### Record set:
——————————

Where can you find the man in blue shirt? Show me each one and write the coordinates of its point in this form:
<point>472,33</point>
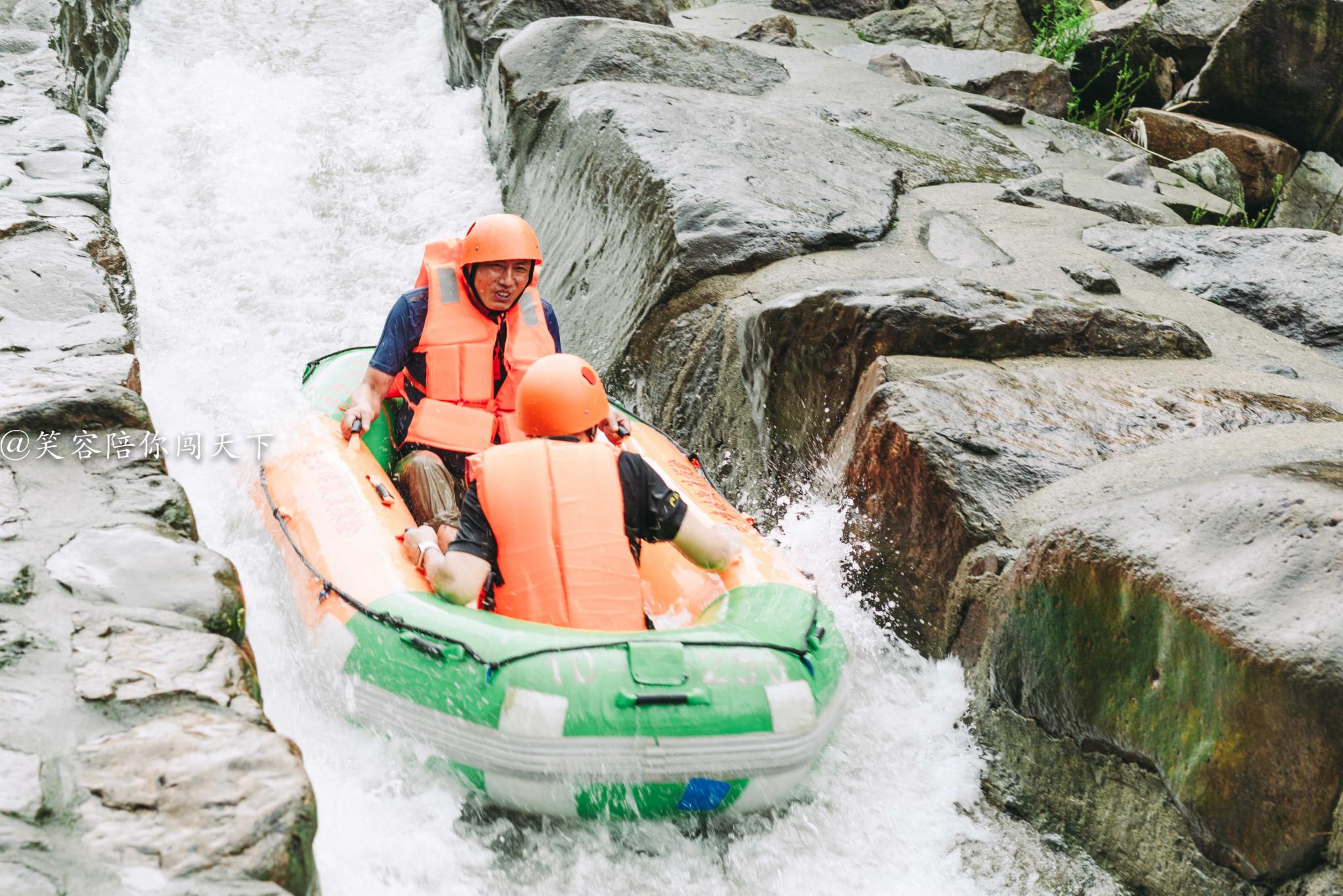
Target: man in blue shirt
<point>492,267</point>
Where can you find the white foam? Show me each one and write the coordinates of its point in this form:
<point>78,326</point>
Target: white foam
<point>275,168</point>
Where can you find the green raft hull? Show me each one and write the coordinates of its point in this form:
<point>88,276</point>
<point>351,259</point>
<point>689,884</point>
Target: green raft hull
<point>727,714</point>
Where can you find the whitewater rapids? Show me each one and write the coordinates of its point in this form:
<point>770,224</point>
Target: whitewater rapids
<point>275,170</point>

——————————

### Task goal:
Output, exactly, all the records above; include no pictures.

### Solution to this problem:
Where can you find the man in blue shirt? Show me each one and write the coordinates of its point in this form:
<point>472,33</point>
Target: man in blue shirt
<point>492,267</point>
Where can you find the white foam? Show me each one and write the coordinates of its point in this form:
<point>78,326</point>
Target: white foam
<point>275,168</point>
Where can you find the green raft hull? Show me each one and write the coordinates of its point in this form:
<point>88,276</point>
<point>351,259</point>
<point>689,884</point>
Target: green raft hull
<point>727,714</point>
Where can you find the whitewater rapids? Show me each one and write the coordinates of its point in this form:
<point>770,224</point>
Target: whitewater rapids
<point>275,170</point>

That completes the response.